Et après ? Quand la mission continue au retour

 

On parle souvent du départ, de la découverte, des premiers pas dans une culture nouvelle, mais beaucoup moins du moment où l’on revient. Ce retour, on l’attend avec impatience : retrouver les proches, reprendre ses marques, partager ce que l’on a vécu. Pourtant, très vite, une autre réalité se fait sentir : rien n’est tout à fait comme avant.

Pendant quelques mois ou une année et plus, la mission a été un rythme, une manière de vivre, une école de relations. On s’est laissé transformer par des rencontres, des visages, des défis. Et soudain, tout cela semble loin : on rentre dans un monde qui n’a pas bougé, alors que nous, nous avons changé.

Ce passage du « là-bas » au « ici » n’est pas toujours simple : on se sent parfois décalé, avec le cœur encore suspendu entre deux mondes. Mais il est aussi d’une incroyable richesse. Car ce moment charnière est l’occasion de relire ce qui a été vécu, de découvrir ce que la mission a laissé en nous et de voir comment ces graines portent du fruit dans une nouvelle étape de vie.

La mission ne s’arrête pas au jour du retour : elle continue, autrement. Parfois plus discrète, mais tout aussi féconde. Et c’est de cette suite, souvent méconnue et pourtant essentielle, dont nous voulons parler ici : comment faire de ce temps du retour un prolongement de la mission, une autre manière de servir et de grandir ?

 

L’épreuve du retour

On s’imagine souvent que le plus difficile, c’est de partir : quitter ses repères, sa famille, son confort. Mais ceux qui sont déjà revenus le savent : le retour peut être encore plus déroutant que le départ.

Les premiers instants sont trompeurs : on retrouve ses proches, sa maison, ses habitudes, tout semble familier. Pourtant, au fond de soi, quelque chose a changé. La vie reprend son rythme habituel, mais on ne la perçoit plus de la même manière. Les rues paraissent plus rapides, les conversations plus superficielles, les soucis quotidiens parfois dérisoires. C’est comme si deux mondes se superposaient : celui que l’on a quitté et celui que l’on retrouve, sans réussir à passer complètement de l’un à l’autre.

Défis:
**a)** Rassemblez toutes les lignes des entrées ci-dessous qui contiennent le mot « hillside ».
**b)** Prolongez le texte ci-dessus sur le retour de mission en reprenant juste après sa dernière phrase.

Données d'entrée:
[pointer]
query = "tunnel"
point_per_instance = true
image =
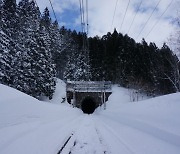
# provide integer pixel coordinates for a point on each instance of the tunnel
(88, 105)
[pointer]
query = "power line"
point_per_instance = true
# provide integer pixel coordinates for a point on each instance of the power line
(53, 10)
(114, 13)
(87, 16)
(148, 18)
(124, 15)
(134, 16)
(159, 18)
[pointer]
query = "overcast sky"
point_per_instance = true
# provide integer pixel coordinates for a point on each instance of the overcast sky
(148, 24)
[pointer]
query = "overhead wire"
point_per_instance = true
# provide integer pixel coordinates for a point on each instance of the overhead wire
(124, 15)
(85, 25)
(114, 14)
(148, 19)
(159, 18)
(134, 16)
(53, 10)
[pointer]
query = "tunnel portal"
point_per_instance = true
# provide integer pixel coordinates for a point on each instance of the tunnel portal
(88, 95)
(88, 105)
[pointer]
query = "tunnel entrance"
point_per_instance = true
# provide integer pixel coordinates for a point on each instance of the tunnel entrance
(88, 105)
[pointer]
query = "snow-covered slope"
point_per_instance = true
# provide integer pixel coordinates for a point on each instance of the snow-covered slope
(28, 126)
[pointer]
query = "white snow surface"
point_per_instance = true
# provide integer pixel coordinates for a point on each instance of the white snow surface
(29, 126)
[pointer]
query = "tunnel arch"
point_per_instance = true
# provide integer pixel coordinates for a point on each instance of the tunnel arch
(88, 105)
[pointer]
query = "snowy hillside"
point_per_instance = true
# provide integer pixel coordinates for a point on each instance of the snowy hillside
(28, 126)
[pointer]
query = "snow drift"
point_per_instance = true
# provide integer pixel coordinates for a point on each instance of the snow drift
(30, 126)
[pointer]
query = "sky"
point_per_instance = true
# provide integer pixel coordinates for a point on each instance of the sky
(154, 20)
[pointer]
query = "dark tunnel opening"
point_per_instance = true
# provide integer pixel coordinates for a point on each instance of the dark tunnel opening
(88, 105)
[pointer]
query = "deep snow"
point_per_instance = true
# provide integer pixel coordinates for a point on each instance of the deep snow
(29, 126)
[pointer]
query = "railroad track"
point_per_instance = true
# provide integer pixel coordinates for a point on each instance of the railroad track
(86, 139)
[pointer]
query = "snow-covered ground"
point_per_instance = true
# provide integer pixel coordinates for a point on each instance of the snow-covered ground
(28, 126)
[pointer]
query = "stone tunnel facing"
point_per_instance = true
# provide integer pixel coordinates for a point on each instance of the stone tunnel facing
(88, 105)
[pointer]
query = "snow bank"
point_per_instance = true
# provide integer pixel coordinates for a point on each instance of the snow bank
(30, 126)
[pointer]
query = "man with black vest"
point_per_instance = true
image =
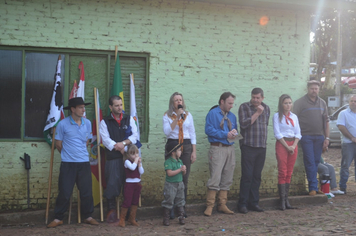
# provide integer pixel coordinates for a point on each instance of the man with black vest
(117, 131)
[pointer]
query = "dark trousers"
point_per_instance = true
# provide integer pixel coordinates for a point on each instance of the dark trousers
(74, 173)
(252, 162)
(115, 179)
(132, 193)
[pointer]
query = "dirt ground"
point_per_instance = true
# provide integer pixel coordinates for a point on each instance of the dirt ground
(337, 217)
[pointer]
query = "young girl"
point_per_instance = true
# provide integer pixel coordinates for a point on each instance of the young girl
(174, 186)
(132, 188)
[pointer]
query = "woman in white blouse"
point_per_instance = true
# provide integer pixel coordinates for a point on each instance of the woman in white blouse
(287, 132)
(178, 125)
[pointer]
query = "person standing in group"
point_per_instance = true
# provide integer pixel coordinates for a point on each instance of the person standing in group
(221, 128)
(117, 131)
(71, 139)
(253, 119)
(346, 123)
(173, 187)
(287, 133)
(178, 125)
(313, 118)
(132, 189)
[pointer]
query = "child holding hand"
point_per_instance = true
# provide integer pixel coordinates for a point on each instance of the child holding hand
(132, 188)
(174, 186)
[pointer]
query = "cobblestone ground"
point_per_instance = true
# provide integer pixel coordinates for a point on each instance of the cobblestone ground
(336, 217)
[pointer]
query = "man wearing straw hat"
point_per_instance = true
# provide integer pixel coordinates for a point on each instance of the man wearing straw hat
(72, 138)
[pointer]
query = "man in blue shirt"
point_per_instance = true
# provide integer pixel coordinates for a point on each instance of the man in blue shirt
(72, 138)
(221, 128)
(346, 123)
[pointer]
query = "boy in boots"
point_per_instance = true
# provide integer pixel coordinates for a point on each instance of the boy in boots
(174, 186)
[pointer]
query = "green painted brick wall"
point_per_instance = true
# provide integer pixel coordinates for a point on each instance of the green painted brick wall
(199, 49)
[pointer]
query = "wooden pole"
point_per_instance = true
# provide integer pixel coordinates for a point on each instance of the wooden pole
(79, 215)
(133, 81)
(70, 208)
(97, 118)
(50, 175)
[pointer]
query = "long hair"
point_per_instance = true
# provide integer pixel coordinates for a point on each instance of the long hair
(131, 150)
(171, 107)
(280, 105)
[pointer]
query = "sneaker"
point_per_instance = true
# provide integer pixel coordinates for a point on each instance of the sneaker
(338, 192)
(312, 193)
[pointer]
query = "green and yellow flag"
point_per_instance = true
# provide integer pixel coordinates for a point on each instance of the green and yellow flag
(117, 88)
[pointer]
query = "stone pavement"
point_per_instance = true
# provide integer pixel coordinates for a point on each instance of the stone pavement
(316, 215)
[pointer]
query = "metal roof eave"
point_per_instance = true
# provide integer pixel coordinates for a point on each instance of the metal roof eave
(311, 5)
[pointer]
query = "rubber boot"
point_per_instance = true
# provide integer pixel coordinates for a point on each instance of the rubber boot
(210, 201)
(166, 216)
(222, 198)
(282, 196)
(132, 217)
(185, 199)
(288, 206)
(122, 217)
(171, 213)
(181, 215)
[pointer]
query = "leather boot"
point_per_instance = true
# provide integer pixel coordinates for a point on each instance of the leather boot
(185, 199)
(181, 215)
(282, 196)
(132, 217)
(123, 213)
(166, 216)
(222, 198)
(210, 201)
(171, 213)
(288, 206)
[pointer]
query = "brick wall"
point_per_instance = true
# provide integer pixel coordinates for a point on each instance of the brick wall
(198, 49)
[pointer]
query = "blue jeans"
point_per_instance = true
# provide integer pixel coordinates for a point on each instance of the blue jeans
(312, 146)
(348, 154)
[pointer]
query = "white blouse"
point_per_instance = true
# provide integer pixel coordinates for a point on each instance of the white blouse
(282, 129)
(188, 128)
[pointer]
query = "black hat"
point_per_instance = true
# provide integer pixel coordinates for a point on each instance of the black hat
(73, 102)
(172, 146)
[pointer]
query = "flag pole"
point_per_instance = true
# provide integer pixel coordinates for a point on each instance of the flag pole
(99, 156)
(50, 175)
(118, 200)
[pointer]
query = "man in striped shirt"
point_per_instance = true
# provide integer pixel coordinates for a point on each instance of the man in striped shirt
(253, 119)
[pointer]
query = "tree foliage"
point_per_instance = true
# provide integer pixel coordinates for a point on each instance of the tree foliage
(325, 27)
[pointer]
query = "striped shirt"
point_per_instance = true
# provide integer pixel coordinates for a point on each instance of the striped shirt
(254, 135)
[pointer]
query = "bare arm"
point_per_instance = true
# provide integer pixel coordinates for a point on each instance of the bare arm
(346, 133)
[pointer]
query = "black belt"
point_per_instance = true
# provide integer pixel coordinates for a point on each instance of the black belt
(185, 141)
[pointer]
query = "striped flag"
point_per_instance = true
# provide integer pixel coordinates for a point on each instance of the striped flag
(117, 88)
(133, 111)
(81, 86)
(55, 113)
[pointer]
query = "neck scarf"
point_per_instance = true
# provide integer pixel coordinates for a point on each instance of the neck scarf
(229, 125)
(180, 126)
(119, 119)
(290, 119)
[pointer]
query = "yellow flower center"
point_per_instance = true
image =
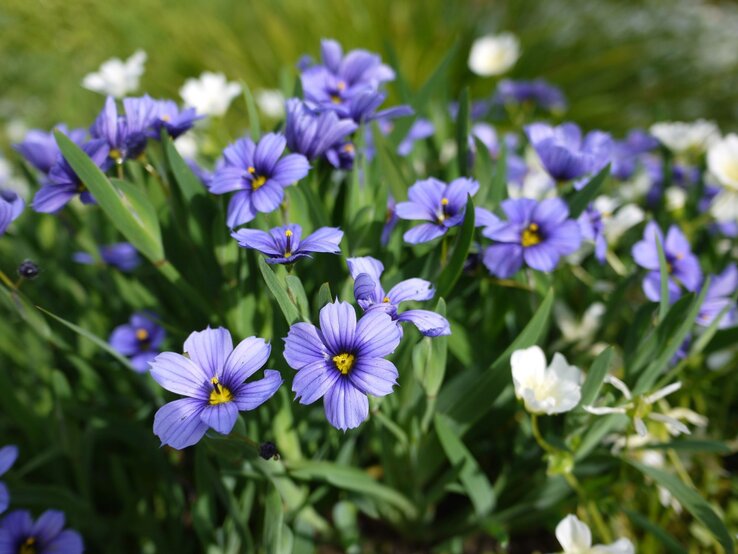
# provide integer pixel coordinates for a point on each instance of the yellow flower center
(344, 362)
(219, 394)
(28, 546)
(258, 182)
(530, 236)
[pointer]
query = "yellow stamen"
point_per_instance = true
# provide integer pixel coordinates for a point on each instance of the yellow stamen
(344, 362)
(219, 394)
(257, 183)
(530, 236)
(28, 546)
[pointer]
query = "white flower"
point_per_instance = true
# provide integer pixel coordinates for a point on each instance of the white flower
(575, 538)
(642, 407)
(722, 161)
(545, 390)
(117, 77)
(494, 54)
(210, 94)
(271, 103)
(681, 137)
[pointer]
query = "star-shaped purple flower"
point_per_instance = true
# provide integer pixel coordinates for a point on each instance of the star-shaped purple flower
(257, 175)
(285, 245)
(63, 184)
(565, 154)
(39, 148)
(367, 271)
(442, 205)
(139, 340)
(8, 455)
(312, 133)
(11, 206)
(343, 361)
(211, 376)
(682, 265)
(20, 534)
(536, 234)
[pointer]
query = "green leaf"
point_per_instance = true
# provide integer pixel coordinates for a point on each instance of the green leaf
(91, 337)
(475, 399)
(664, 281)
(692, 502)
(278, 291)
(113, 201)
(462, 133)
(595, 376)
(666, 540)
(352, 479)
(451, 273)
(582, 198)
(189, 185)
(475, 483)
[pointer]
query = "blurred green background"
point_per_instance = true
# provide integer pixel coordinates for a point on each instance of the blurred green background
(621, 64)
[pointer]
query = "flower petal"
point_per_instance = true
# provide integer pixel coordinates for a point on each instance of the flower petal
(178, 423)
(304, 345)
(338, 325)
(247, 358)
(314, 380)
(209, 349)
(346, 407)
(220, 417)
(252, 395)
(375, 376)
(376, 335)
(180, 375)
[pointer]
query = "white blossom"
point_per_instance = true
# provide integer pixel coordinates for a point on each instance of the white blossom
(679, 137)
(494, 54)
(575, 537)
(117, 77)
(545, 390)
(210, 94)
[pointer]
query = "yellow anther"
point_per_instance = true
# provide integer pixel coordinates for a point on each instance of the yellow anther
(344, 362)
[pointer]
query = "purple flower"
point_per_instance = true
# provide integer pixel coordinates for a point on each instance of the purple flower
(390, 220)
(312, 133)
(718, 297)
(127, 133)
(122, 255)
(343, 361)
(563, 152)
(212, 377)
(138, 340)
(63, 184)
(442, 205)
(682, 265)
(257, 175)
(283, 245)
(420, 129)
(11, 206)
(370, 295)
(39, 148)
(165, 114)
(341, 78)
(20, 534)
(537, 233)
(8, 455)
(537, 92)
(592, 228)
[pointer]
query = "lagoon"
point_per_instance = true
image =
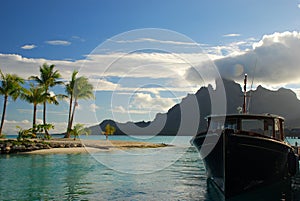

Tâches résolues:
**a)**
query = "snowy hillside"
# provide integer pixel coordinates for a point on each instance of the snowy hillside

**b)**
Ce décalage peut être déstabilisant. Pendant la mission, tout était clair : on savait pourquoi on était là, on vivait au rythme d’une communauté, on apprenait à s’adapter. Chaque jour apportait son lot de défis, de joies et de rencontres. De retour chez soi, cette intensité retombe. On a parfois l’impression que l’élan s’est coupé net, et on se demande : « Que vais-je faire de tout ça ?  »

Ce temps de flottement n’a rien d’anormal, il est même tout à fait naturel. Il marque la transition entre un temps fort et la reprise d’une vie ordinaire, que l’on voit désormais avec des yeux différents. Il peut y avoir une forme de nostalgie, voire de solitude : on voudrait raconter ce qu’on a vécu, mais comment faire comprendre ce qui a été si fort ? Comment décrire ou exprimer l’odeur d’un village, le sourire d’un enfant, la pauvreté qui ne se mesure pas seulement en chiffres ?

Beaucoup de volontaires témoignent de ce moment comme d’une traversée “du désert”. Une étape où tout semble silencieux, mais où germe en profondeur une question nouvelle : « Comment je veux vivre, maintenant ? ». C’est là que commence un travail intérieur : relire, donner du sens, et trouver comment faire de tout ce qui a été reçu une force pour la suite. Car, derrière la difficulté du retour, se cachent souvent des qualités, des talents, des élans reçus en mission parfois à peine perçus qui ne demandent qu’à être redécouverts et cultivés.

Quand on prend le temps d’ouvrir les yeux, on réalise que la mission a laissé bien plus qu’un souvenir : elle a façonné une manière d’être, un regard, une boussole intérieure. Et c’est cela qui va peu à peu se révéler.

 

Ce que la mission laisse en soi

Peu à peu, quand le tourbillon du retour s’apaise et que les repères reviennent, une évidence s’impose : on ne revient jamais vraiment en étant le même. La mission n’est pas une simple parenthèse ; elle devient une empreinte, une façon nouvelle d’habiter le monde.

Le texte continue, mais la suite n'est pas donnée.